> _WHAT TO PRODUCE_
Can you render every line of the data below as a JSON list of strings, one string per line, with blank lines left out?

> _MATERIAL_
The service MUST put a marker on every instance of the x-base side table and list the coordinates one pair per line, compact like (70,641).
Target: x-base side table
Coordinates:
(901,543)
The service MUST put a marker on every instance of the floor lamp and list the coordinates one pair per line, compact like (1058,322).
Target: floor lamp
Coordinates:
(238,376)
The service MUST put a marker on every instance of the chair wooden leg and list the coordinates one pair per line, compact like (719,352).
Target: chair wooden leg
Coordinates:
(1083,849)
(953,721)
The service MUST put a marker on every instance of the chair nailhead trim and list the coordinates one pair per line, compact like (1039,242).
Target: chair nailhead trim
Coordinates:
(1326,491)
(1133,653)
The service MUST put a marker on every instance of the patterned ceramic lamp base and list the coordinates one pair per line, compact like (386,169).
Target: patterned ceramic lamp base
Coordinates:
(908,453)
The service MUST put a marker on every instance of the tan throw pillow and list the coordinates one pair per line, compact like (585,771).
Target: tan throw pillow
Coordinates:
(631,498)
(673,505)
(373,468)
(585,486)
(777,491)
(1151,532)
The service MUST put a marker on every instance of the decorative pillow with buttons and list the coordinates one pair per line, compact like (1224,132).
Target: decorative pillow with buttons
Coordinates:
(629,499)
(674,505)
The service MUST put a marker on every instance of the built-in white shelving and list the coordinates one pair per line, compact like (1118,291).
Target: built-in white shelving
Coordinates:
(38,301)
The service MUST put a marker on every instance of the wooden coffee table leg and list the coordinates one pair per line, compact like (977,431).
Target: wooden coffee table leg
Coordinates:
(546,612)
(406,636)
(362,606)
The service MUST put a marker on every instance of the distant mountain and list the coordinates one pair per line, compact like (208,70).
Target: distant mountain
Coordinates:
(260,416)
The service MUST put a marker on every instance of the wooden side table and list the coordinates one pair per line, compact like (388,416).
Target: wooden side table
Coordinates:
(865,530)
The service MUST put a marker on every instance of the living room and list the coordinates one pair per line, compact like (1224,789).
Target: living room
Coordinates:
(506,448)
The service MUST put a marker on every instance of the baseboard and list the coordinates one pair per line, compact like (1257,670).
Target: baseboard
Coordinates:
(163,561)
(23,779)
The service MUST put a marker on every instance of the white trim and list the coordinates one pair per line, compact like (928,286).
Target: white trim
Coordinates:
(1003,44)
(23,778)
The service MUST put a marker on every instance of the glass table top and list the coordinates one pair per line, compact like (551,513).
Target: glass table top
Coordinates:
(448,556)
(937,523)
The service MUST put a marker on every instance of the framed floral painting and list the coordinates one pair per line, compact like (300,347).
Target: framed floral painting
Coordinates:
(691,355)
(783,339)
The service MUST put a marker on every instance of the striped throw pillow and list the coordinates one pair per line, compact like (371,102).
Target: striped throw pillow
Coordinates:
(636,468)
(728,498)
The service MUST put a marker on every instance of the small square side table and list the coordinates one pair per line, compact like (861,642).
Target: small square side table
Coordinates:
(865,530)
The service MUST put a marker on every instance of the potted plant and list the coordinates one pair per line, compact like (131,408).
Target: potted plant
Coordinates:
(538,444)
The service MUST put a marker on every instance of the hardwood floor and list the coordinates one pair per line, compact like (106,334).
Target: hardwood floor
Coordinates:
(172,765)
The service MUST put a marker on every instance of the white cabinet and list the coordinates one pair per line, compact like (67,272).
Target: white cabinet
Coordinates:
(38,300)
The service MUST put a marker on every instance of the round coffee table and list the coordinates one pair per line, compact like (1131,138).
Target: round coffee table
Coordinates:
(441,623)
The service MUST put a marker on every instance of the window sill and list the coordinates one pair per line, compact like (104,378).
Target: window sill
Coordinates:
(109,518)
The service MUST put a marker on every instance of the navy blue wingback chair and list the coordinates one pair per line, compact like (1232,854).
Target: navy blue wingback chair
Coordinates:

> _FINAL RESULT_
[
  "The service MUST put a marker on every instance of the x-base side table and list the coordinates one pair per line, compact like (70,641).",
  "Target: x-base side table",
  "Coordinates:",
  "(901,543)",
  "The service MUST put a marker on every instance of the floor lamp and list the coordinates one pair per line, compact like (1058,322).",
  "Target: floor lamp",
  "Coordinates:",
  "(238,376)",
  "The service MUST put a marker on every instance of the chair wooden leg and list the coordinates one pair per line, compact like (719,352).",
  "Target: chair wooden leg",
  "Coordinates:",
  "(1083,849)",
  "(953,721)",
  "The service MUST put a marker on every instance of the chair nailhead trim and list the coordinates one pair per line, compact like (1039,242).",
  "Target: chair nailhead trim",
  "Coordinates:",
  "(1326,491)",
  "(1133,653)",
  "The service MUST put a marker on every instance of the patterned ceramic lamp base and list the coordinates one pair per line, compact like (386,169).",
  "Target: patterned ceramic lamp base",
  "Coordinates:",
  "(908,453)",
  "The service MUST put a marker on every instance of the tan throw pillow and list the coordinates one pair per line, compact like (585,771).",
  "Target: tan throw pillow",
  "Coordinates:",
  "(631,498)",
  "(673,505)",
  "(373,468)",
  "(585,486)",
  "(777,491)",
  "(1151,532)",
  "The service MUST put a marker on every instance of the decorative pillow with buttons and list the coordinates one pair per line, compact like (1224,132).",
  "Target: decorative pillow with buttons",
  "Coordinates:",
  "(629,499)",
  "(674,505)",
  "The service MUST put a marker on every instance of the built-in white shelving and list the coordinates one pair per line, compact like (1118,291).",
  "Target: built-in white shelving",
  "Coordinates:",
  "(38,301)",
  "The service MUST put a marker on every instance of the wooden coffee table leg and list the coordinates one pair per line, compact like (977,431).",
  "Target: wooden coffee table leg",
  "Coordinates:",
  "(546,612)",
  "(406,636)",
  "(362,606)",
  "The service MUST put a marker on every instance of the distant mountain and list the coordinates one pair per line, compact like (208,70).",
  "Target: distant mountain",
  "Coordinates:",
  "(260,416)",
  "The service MUST put a marker on every instance of the wooden side table and list the coordinates one pair per line, compact like (388,416).",
  "Target: wooden side table",
  "Coordinates:",
  "(865,530)",
  "The service MUST put a marker on every instance of the living room and list the coordinates one pair per line, compact like (1224,789).",
  "Target: living room",
  "Coordinates:",
  "(506,448)",
  "The service MUST put a marker on every instance of the baseboard and list the coordinates one pair per line, compact like (1257,670).",
  "Target: baseboard",
  "Coordinates:",
  "(163,561)",
  "(23,779)",
  "The service MUST put a marker on every instance of the white trim and list the coordinates one pair per line, compact like (928,286).",
  "Target: white trim",
  "Coordinates:",
  "(1003,44)",
  "(23,778)",
  "The service MUST put a marker on every instance of the glass table top and list the coordinates one pair per line, compact like (551,513).",
  "Target: glass table top",
  "Coordinates:",
  "(448,556)",
  "(937,523)",
  "The service MUST put a marker on every instance of the framed floral painting and list the coordinates one pair per line, compact like (300,347).",
  "Target: framed floral painting",
  "Coordinates:",
  "(691,355)",
  "(783,339)",
  "The service MUST put a marker on every instance of the striped throw pillow and list the coordinates one pair per line, compact like (371,102).",
  "Target: striped throw pillow",
  "Coordinates:",
  "(636,468)",
  "(728,498)",
  "The service MUST put a marker on every instance of the small square side table and list the coordinates one pair per line, compact like (861,642).",
  "Target: small square side table",
  "Coordinates:",
  "(865,530)",
  "The service MUST put a marker on every instance of the potted plant and list the coordinates one pair per line, compact like (131,408).",
  "Target: potted plant",
  "Coordinates:",
  "(538,444)",
  "The service MUST put a marker on every instance of the hardwood floor and list the coordinates one pair per line, compact like (106,334).",
  "Target: hardwood floor",
  "Coordinates:",
  "(172,765)",
  "The service MUST put a marker on every instance of the white cabinet and list the coordinates one pair per line, compact like (67,272).",
  "Target: white cabinet",
  "Coordinates:",
  "(38,300)",
  "The service MUST put a marker on every instance of the round coffee table and list the coordinates one pair per line, compact like (1131,138).",
  "Target: round coffee table",
  "Coordinates:",
  "(441,623)",
  "The service MUST put a marker on every instance of the window sill and list the coordinates one pair per line, compact like (104,378).",
  "Target: window sill",
  "Coordinates:",
  "(109,518)",
  "The service MUST put a marker on every instance of the navy blue wingback chair and list the coordinates one pair per line, compact like (1232,854).",
  "Target: navy blue wingback chair",
  "Coordinates:"
]